Image object location entries:
---------------
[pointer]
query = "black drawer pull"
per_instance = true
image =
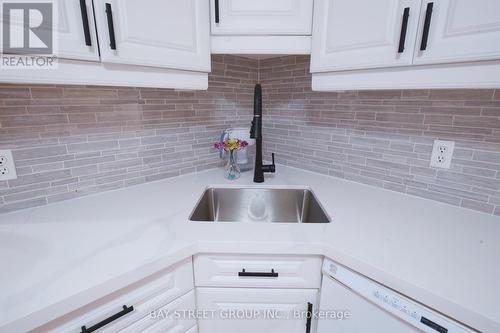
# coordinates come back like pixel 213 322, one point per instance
pixel 107 320
pixel 427 26
pixel 258 274
pixel 217 19
pixel 404 28
pixel 85 20
pixel 111 27
pixel 309 317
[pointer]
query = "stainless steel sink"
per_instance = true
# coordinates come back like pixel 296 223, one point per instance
pixel 259 205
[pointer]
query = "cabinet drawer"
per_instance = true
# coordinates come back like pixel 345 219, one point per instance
pixel 255 310
pixel 146 295
pixel 166 318
pixel 218 270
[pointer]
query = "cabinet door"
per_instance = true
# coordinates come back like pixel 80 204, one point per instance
pixel 254 310
pixel 72 37
pixel 75 32
pixel 172 34
pixel 458 30
pixel 354 34
pixel 261 17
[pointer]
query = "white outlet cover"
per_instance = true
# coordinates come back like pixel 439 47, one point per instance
pixel 7 166
pixel 442 154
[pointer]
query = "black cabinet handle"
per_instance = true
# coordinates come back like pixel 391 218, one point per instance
pixel 404 28
pixel 85 20
pixel 258 274
pixel 217 19
pixel 108 320
pixel 309 317
pixel 427 25
pixel 111 27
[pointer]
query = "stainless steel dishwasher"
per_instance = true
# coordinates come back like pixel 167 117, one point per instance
pixel 370 307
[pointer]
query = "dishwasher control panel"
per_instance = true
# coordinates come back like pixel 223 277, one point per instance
pixel 408 310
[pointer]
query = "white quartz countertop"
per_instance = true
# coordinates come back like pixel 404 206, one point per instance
pixel 56 258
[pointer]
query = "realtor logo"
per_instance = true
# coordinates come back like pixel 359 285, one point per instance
pixel 27 28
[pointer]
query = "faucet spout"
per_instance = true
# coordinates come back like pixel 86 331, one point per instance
pixel 256 133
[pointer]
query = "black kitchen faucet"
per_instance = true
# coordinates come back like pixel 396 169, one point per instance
pixel 256 133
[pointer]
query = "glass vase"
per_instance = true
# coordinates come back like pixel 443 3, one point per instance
pixel 232 169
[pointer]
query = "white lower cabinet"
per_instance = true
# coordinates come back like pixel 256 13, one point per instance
pixel 166 319
pixel 256 293
pixel 154 304
pixel 250 310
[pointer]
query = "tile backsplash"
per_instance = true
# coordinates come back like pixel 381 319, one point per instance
pixel 71 141
pixel 385 138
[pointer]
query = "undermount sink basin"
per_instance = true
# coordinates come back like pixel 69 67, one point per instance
pixel 298 205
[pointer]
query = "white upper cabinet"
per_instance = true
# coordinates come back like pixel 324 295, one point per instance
pixel 261 17
pixel 458 30
pixel 75 31
pixel 171 34
pixel 355 34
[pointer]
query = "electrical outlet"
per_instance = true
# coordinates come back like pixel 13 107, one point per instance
pixel 7 166
pixel 442 153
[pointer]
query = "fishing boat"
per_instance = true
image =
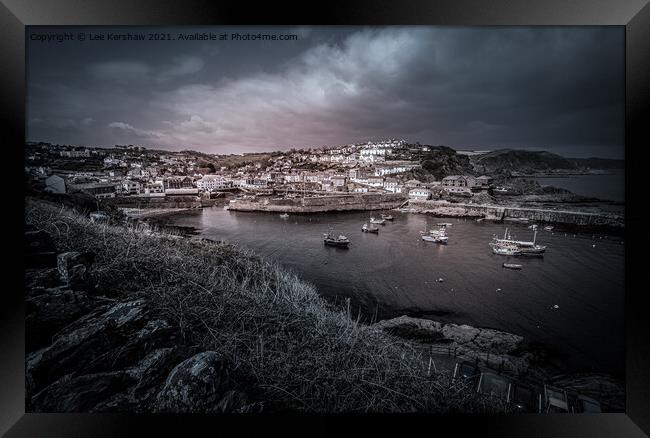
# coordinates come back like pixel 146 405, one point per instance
pixel 436 236
pixel 370 229
pixel 331 240
pixel 509 246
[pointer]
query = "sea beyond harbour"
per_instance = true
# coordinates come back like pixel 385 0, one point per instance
pixel 608 186
pixel 570 301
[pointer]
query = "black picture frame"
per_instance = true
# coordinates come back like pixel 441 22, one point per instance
pixel 634 15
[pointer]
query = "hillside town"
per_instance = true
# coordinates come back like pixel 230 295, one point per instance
pixel 385 166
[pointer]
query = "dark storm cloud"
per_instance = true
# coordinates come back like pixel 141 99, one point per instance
pixel 559 89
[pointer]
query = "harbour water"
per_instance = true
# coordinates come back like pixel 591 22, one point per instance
pixel 395 273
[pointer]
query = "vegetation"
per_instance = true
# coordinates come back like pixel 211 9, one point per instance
pixel 291 348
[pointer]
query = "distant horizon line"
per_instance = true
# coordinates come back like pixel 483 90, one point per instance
pixel 161 148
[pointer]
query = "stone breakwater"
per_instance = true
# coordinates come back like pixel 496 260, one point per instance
pixel 346 202
pixel 165 202
pixel 499 212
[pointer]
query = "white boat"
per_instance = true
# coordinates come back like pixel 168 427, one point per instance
pixel 436 236
pixel 509 246
pixel 370 229
pixel 341 240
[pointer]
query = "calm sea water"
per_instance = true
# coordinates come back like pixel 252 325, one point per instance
pixel 395 273
pixel 610 187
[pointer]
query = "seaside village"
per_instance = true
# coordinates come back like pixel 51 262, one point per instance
pixel 133 171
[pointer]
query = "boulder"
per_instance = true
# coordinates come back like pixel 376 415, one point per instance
pixel 38 241
pixel 68 263
pixel 49 312
pixel 38 281
pixel 79 394
pixel 416 329
pixel 196 385
pixel 424 330
pixel 148 376
pixel 82 345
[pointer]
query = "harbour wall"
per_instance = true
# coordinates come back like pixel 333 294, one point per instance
pixel 496 212
pixel 175 201
pixel 346 202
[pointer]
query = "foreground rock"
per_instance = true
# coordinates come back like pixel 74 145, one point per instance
pixel 493 348
pixel 195 385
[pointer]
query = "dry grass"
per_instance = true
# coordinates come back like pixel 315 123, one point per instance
pixel 297 351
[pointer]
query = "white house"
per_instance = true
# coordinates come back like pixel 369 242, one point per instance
pixel 420 193
pixel 213 182
pixel 55 184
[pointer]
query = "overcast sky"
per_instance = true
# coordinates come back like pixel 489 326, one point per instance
pixel 555 88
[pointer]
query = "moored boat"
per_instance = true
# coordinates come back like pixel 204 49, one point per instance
pixel 509 246
pixel 370 229
pixel 340 240
pixel 436 236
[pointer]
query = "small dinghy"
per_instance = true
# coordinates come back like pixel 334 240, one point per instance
pixel 370 229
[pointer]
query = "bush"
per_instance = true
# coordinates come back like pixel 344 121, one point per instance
pixel 293 350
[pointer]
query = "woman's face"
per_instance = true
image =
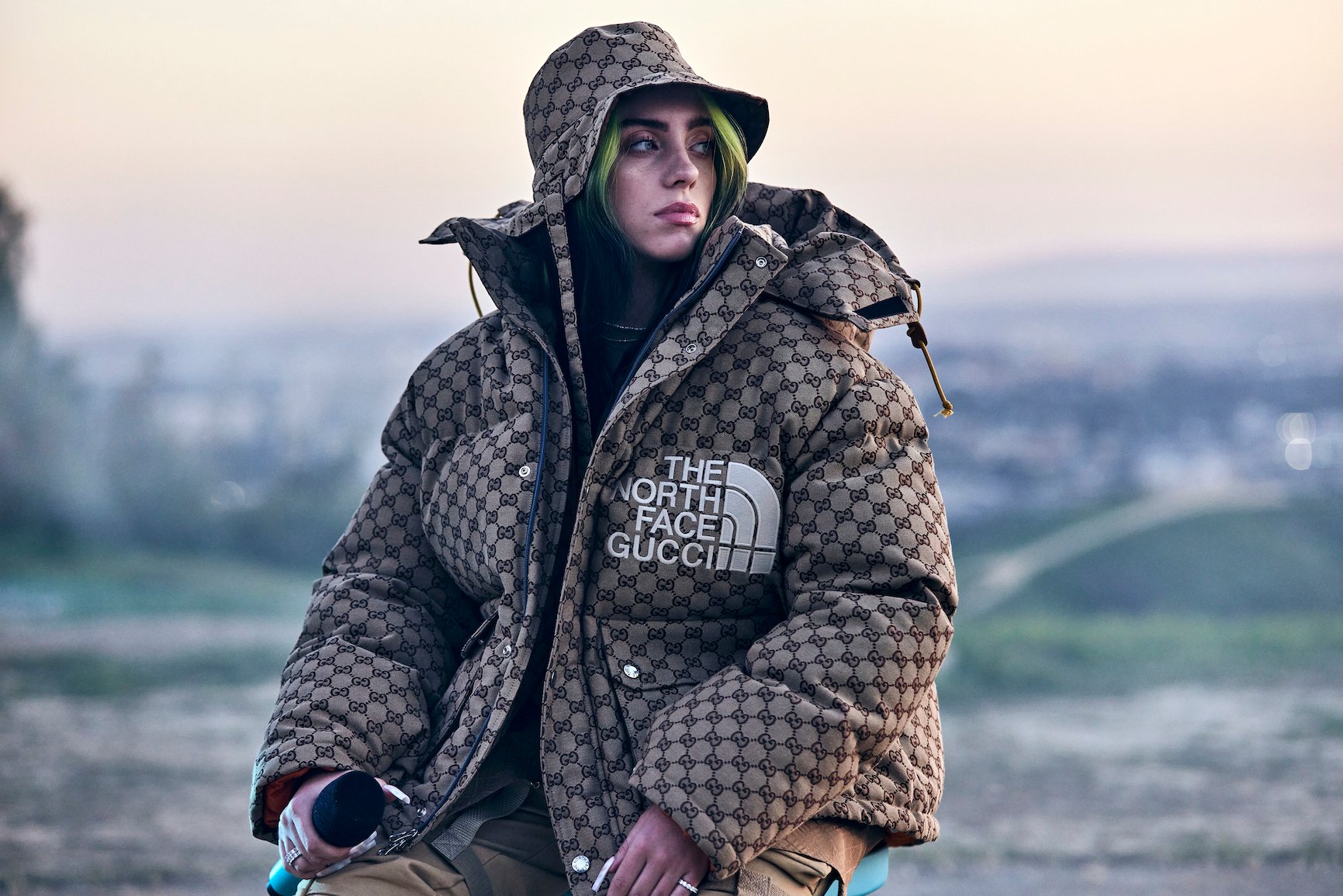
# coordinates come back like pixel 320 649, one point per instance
pixel 663 179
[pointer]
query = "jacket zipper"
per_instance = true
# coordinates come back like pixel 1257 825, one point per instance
pixel 403 840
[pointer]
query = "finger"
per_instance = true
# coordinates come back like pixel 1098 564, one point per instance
pixel 394 793
pixel 316 848
pixel 626 872
pixel 646 883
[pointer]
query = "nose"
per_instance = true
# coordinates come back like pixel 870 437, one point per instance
pixel 681 168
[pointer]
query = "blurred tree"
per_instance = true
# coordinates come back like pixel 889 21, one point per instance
pixel 38 407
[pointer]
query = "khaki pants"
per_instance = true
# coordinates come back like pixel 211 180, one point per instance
pixel 520 857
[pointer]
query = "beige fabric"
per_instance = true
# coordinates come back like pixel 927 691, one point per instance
pixel 759 586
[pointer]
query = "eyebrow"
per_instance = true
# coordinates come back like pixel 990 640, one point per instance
pixel 661 125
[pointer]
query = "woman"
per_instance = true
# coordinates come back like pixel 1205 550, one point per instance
pixel 653 587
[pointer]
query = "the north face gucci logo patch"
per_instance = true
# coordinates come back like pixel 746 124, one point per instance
pixel 720 515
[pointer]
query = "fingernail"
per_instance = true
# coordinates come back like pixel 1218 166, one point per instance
pixel 601 875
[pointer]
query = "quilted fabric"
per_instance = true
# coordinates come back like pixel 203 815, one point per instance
pixel 756 594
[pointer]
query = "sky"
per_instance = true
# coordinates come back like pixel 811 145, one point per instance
pixel 257 161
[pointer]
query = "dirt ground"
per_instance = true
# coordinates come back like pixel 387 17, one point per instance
pixel 1177 790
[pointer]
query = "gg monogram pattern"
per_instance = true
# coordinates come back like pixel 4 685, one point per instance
pixel 758 587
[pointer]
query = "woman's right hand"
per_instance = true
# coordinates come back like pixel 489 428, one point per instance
pixel 297 832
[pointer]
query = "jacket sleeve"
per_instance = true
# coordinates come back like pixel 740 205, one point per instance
pixel 359 685
pixel 868 590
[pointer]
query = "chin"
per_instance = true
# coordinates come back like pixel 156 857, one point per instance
pixel 674 251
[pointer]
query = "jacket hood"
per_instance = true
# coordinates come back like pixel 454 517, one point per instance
pixel 569 97
pixel 833 265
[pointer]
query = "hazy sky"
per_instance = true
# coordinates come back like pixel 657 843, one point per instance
pixel 224 163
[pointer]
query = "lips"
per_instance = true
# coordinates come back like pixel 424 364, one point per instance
pixel 679 214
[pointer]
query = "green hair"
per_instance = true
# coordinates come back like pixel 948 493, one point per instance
pixel 604 257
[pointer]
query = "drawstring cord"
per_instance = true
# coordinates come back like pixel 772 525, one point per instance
pixel 470 284
pixel 920 341
pixel 915 330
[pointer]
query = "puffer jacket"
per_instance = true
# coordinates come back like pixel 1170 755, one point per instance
pixel 756 586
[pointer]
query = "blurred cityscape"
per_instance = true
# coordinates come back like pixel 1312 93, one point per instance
pixel 1056 406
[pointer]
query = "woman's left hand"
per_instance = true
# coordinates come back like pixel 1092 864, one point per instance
pixel 654 857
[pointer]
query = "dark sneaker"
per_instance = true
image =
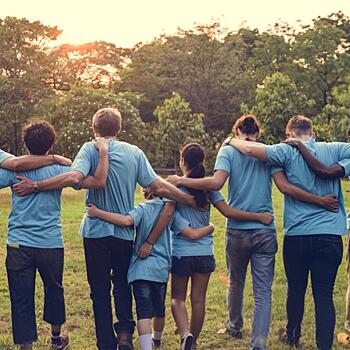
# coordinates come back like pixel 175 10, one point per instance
pixel 63 344
pixel 156 343
pixel 125 341
pixel 186 342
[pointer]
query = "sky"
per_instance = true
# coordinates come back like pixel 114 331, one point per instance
pixel 128 22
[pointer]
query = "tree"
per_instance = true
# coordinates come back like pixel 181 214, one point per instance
pixel 177 126
pixel 24 63
pixel 277 100
pixel 71 114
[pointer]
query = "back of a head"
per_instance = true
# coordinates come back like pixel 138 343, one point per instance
pixel 39 136
pixel 300 125
pixel 193 156
pixel 246 124
pixel 107 122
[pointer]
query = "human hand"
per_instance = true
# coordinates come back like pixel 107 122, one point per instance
pixel 24 187
pixel 101 144
pixel 145 250
pixel 293 142
pixel 266 218
pixel 91 211
pixel 330 202
pixel 62 160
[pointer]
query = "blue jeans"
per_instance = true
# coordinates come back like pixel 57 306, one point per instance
pixel 258 247
pixel 319 255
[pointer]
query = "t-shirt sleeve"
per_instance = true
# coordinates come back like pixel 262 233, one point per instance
pixel 179 223
pixel 82 161
pixel 7 178
pixel 223 159
pixel 146 174
pixel 137 214
pixel 276 169
pixel 215 197
pixel 278 155
pixel 4 155
pixel 345 163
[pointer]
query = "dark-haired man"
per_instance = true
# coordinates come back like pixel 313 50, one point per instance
pixel 35 241
pixel 312 242
pixel 108 248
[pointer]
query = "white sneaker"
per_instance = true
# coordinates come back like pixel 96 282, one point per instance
pixel 186 342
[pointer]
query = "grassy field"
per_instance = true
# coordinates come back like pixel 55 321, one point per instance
pixel 80 324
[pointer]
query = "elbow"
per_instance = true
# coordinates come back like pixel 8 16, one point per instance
pixel 75 178
pixel 100 183
pixel 158 188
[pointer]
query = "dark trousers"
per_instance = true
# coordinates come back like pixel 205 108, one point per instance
pixel 22 264
pixel 107 262
pixel 320 255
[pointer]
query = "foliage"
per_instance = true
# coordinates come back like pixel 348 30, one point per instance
pixel 176 126
pixel 24 63
pixel 277 100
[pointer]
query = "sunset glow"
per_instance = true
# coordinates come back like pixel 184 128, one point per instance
pixel 129 22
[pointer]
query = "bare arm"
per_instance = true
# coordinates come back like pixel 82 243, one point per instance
pixel 163 220
pixel 163 188
pixel 99 179
pixel 31 162
pixel 322 171
pixel 197 233
pixel 328 202
pixel 249 148
pixel 211 183
pixel 69 178
pixel 114 218
pixel 241 215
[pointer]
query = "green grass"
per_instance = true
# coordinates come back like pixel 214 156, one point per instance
pixel 80 323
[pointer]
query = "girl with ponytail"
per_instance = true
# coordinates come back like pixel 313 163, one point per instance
pixel 194 259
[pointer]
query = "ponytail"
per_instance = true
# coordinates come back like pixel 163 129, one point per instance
pixel 193 156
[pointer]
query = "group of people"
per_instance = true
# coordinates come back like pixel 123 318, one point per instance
pixel 174 235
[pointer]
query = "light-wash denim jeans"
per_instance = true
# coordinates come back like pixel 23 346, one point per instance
pixel 258 247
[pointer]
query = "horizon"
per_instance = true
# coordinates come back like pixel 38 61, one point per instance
pixel 152 18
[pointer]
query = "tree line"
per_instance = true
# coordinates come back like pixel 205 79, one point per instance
pixel 179 88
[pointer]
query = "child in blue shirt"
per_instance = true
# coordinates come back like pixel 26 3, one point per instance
pixel 149 276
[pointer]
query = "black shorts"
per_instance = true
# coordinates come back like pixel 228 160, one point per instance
pixel 185 266
pixel 150 298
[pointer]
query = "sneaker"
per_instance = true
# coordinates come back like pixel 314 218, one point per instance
pixel 186 342
pixel 236 333
pixel 64 343
pixel 156 343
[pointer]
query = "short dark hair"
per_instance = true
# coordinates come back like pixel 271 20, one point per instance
pixel 300 125
pixel 247 124
pixel 39 136
pixel 107 121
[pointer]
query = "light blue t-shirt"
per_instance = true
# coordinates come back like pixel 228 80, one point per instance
pixel 249 186
pixel 183 246
pixel 301 218
pixel 157 266
pixel 35 220
pixel 4 155
pixel 127 166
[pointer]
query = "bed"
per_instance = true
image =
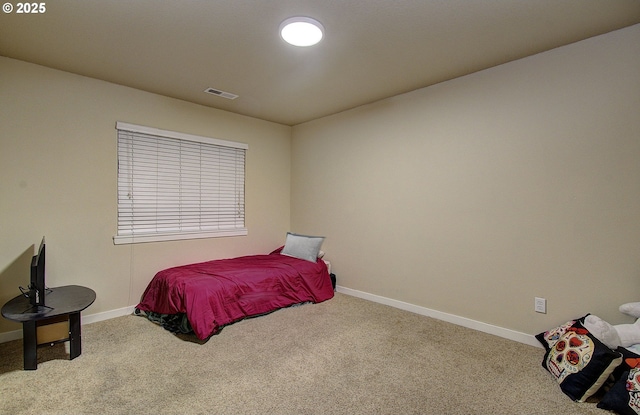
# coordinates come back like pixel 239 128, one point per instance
pixel 206 296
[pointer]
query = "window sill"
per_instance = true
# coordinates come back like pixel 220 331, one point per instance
pixel 134 239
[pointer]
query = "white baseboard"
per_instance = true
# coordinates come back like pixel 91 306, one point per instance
pixel 88 319
pixel 450 318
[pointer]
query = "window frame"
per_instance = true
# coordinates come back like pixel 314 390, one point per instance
pixel 128 232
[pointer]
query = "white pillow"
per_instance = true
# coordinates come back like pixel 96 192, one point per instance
pixel 302 246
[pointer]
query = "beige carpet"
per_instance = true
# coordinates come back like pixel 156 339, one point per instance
pixel 344 356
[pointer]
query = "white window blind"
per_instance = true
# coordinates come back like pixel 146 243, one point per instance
pixel 178 186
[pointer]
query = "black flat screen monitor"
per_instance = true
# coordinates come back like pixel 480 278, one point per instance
pixel 36 286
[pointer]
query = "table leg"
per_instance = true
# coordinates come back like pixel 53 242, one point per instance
pixel 75 341
pixel 30 345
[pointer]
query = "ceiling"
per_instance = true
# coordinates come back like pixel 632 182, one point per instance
pixel 373 49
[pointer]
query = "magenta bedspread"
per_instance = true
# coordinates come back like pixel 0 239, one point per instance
pixel 215 293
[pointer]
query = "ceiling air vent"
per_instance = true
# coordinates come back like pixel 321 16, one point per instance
pixel 227 95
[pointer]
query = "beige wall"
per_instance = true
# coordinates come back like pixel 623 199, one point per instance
pixel 58 179
pixel 473 196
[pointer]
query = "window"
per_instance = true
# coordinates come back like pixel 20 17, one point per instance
pixel 178 186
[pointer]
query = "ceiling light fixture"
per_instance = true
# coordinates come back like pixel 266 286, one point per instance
pixel 301 31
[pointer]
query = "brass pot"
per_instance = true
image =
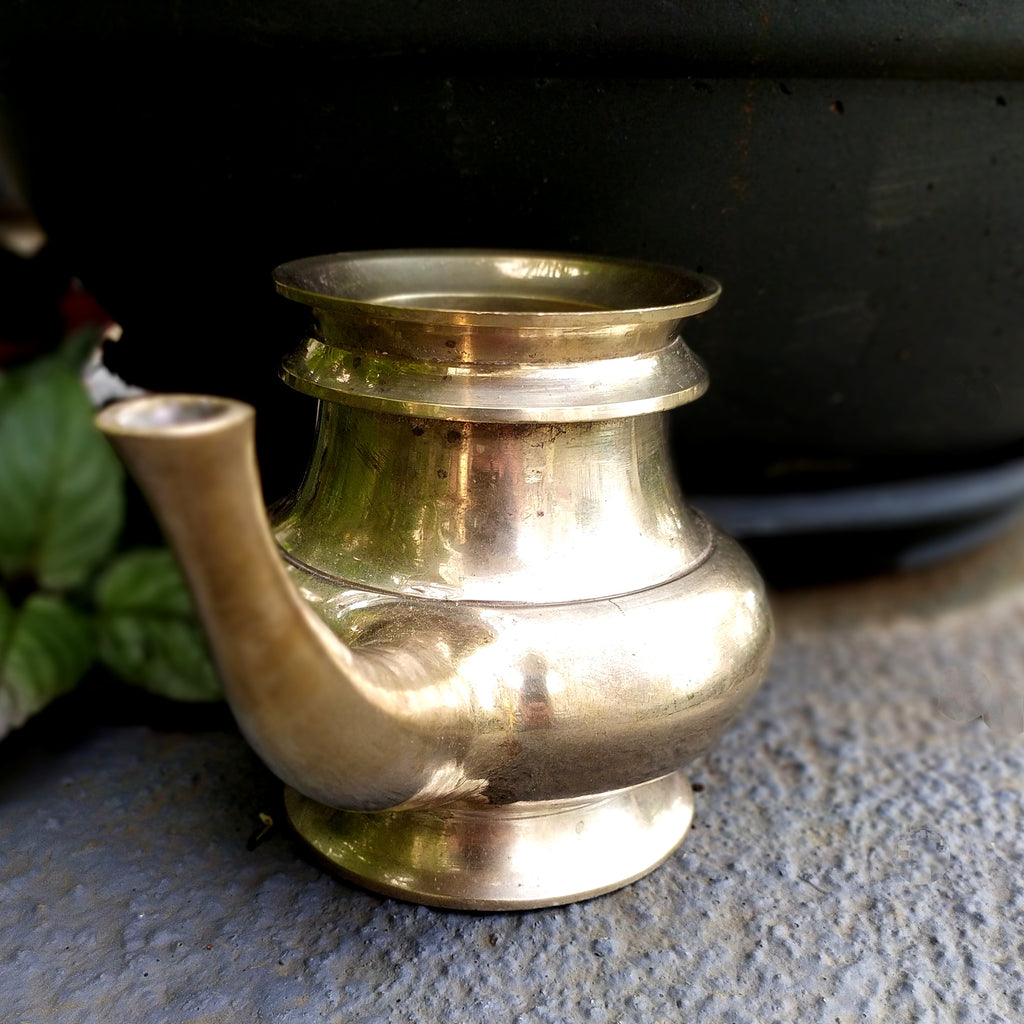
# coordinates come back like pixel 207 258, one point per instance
pixel 486 632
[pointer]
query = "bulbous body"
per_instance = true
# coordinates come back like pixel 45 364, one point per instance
pixel 595 631
pixel 486 632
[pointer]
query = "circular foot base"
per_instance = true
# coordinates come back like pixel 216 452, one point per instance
pixel 502 857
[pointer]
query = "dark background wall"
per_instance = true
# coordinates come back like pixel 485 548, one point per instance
pixel 851 171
---------------
▶ **TASK TO CARRY OUT**
Return each line in the records above that contains the word "jeans".

▶ **SOLUTION TO THE PROBLEM**
query = "blue jeans"
query = "light-wash denim jeans"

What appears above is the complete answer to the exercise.